◆ Set exercise ◆
Copy out, character for character, the rows between the line containing "Mark the sloped" and the line containing "point(110, 211)", inclusive.

◆ Material provided ◆
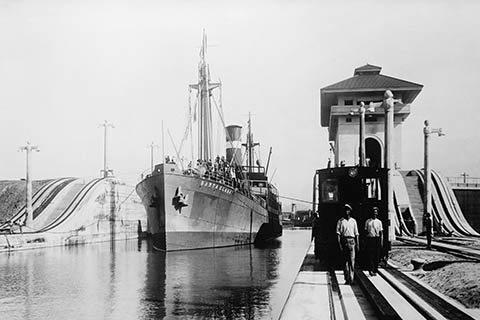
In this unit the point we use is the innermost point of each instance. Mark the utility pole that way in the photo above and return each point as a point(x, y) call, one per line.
point(152, 146)
point(28, 149)
point(388, 105)
point(464, 175)
point(105, 170)
point(427, 201)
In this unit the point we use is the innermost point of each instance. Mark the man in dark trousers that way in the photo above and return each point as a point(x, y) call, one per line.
point(374, 240)
point(347, 237)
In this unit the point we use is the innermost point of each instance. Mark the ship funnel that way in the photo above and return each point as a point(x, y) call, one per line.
point(234, 144)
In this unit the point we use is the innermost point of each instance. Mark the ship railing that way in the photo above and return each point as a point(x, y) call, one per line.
point(215, 176)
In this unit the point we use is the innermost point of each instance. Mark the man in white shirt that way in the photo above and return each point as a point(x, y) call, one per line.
point(347, 236)
point(374, 240)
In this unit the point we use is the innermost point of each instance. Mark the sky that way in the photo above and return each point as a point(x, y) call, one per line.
point(66, 66)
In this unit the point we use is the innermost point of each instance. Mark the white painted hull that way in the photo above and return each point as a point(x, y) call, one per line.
point(214, 216)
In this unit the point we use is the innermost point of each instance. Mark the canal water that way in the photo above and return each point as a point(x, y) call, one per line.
point(128, 280)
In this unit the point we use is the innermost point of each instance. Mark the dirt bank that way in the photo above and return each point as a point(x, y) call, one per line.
point(454, 277)
point(12, 196)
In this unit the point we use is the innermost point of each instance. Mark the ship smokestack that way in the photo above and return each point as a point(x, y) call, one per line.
point(234, 144)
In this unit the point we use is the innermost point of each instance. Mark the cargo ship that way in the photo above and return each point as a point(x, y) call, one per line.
point(211, 203)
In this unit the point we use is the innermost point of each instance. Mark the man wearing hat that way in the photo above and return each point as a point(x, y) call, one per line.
point(347, 236)
point(374, 240)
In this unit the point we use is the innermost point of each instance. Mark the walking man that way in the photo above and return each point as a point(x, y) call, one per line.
point(347, 236)
point(374, 241)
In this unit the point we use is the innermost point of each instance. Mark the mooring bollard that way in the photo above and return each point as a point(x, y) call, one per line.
point(418, 264)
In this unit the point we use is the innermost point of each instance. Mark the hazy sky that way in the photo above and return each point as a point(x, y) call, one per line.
point(66, 66)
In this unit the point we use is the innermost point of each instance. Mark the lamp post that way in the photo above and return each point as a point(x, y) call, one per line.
point(388, 105)
point(28, 149)
point(427, 201)
point(105, 170)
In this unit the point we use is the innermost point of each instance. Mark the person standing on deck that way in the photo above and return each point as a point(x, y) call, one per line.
point(374, 240)
point(347, 237)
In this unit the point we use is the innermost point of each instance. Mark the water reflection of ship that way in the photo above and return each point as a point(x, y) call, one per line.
point(226, 283)
point(215, 203)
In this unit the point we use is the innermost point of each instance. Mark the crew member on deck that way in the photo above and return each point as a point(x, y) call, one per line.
point(347, 236)
point(374, 240)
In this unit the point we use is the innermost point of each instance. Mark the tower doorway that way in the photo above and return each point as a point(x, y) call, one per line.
point(373, 152)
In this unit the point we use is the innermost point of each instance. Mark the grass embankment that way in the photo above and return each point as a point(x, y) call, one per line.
point(13, 196)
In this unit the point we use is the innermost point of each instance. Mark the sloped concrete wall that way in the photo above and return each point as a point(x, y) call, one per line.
point(111, 210)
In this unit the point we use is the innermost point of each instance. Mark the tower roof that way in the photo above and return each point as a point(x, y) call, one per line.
point(366, 79)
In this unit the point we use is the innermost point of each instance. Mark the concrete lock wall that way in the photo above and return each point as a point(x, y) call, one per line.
point(110, 211)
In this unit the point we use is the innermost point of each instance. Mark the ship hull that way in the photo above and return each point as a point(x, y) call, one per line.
point(188, 212)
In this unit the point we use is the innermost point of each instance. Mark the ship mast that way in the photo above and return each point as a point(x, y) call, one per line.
point(250, 145)
point(204, 88)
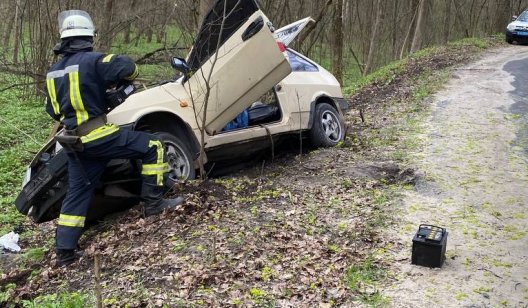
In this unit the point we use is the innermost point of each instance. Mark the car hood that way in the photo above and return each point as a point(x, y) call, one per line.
point(518, 23)
point(171, 97)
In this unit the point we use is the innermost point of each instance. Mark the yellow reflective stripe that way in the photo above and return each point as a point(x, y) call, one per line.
point(156, 169)
point(75, 98)
point(100, 132)
point(134, 74)
point(108, 58)
point(159, 148)
point(52, 92)
point(71, 221)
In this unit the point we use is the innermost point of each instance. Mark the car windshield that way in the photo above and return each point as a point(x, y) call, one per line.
point(523, 17)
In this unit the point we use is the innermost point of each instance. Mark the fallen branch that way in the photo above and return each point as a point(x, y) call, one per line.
point(152, 53)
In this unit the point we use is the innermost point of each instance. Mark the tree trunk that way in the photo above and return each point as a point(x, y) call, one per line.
point(17, 32)
point(311, 26)
point(374, 38)
point(337, 60)
point(106, 35)
point(205, 7)
point(504, 15)
point(128, 27)
point(418, 31)
point(447, 22)
point(9, 28)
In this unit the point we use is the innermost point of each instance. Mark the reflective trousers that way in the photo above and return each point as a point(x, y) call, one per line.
point(89, 166)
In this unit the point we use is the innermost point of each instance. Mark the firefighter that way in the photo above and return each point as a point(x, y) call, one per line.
point(76, 87)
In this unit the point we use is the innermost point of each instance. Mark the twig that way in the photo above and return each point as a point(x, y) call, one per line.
point(97, 272)
point(487, 270)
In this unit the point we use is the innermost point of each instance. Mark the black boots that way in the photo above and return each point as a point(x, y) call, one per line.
point(153, 202)
point(66, 257)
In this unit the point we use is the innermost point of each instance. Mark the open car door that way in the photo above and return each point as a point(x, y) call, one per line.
point(288, 33)
point(235, 59)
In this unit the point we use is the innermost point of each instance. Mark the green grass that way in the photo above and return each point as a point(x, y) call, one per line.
point(62, 300)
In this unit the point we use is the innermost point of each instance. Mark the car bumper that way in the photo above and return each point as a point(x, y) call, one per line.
point(44, 189)
point(518, 36)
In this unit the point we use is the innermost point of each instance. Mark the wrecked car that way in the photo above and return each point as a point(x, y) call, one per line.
point(248, 70)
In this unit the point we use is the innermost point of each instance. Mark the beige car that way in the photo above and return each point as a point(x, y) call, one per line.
point(241, 86)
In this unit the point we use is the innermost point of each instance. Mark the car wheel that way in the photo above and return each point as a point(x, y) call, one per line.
point(328, 128)
point(179, 158)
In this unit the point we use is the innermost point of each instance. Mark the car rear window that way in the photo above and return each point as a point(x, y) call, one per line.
point(299, 64)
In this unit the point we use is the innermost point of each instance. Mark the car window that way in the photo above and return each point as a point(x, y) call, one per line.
point(523, 17)
point(237, 13)
point(300, 64)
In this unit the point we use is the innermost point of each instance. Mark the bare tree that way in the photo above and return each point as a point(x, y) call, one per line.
point(337, 59)
point(374, 38)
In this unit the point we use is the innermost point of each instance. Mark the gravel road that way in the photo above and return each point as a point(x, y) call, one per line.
point(475, 166)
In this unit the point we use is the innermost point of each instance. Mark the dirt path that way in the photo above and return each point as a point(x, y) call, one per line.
point(476, 185)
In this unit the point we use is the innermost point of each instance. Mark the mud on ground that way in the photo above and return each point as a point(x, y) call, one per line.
point(305, 230)
point(476, 186)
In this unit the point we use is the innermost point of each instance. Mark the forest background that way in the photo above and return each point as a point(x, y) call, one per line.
point(352, 38)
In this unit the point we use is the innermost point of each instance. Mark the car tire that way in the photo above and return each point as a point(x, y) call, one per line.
point(179, 158)
point(328, 126)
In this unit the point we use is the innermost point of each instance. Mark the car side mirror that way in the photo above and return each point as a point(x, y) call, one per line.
point(180, 65)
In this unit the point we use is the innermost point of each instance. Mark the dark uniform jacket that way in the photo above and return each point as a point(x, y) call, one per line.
point(77, 84)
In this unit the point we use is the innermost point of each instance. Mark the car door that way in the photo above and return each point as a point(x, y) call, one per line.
point(234, 61)
point(288, 33)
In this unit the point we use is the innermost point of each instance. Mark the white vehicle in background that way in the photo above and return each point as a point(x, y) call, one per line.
point(274, 90)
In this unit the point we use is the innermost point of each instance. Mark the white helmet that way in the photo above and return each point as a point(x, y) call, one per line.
point(75, 23)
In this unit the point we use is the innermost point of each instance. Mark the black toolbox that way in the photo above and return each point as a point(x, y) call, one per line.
point(429, 245)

◆ Worked solution ◆
In this unit the point we use is the innermost point of each instance. Mark the sloped concrete wall that way in the photo above and return each point as a point(x, y) call, one per line.
point(111, 210)
In this unit the point we use is the innermost point of each instance. Mark the tower roof that way in the photo above and return each point as a point(x, y) call, one per line.
point(366, 79)
In this unit the point we use is the innermost point of each instance. Mark the concrete lock wall that way in the photo above and return each point as a point(x, y) call, one per line.
point(110, 211)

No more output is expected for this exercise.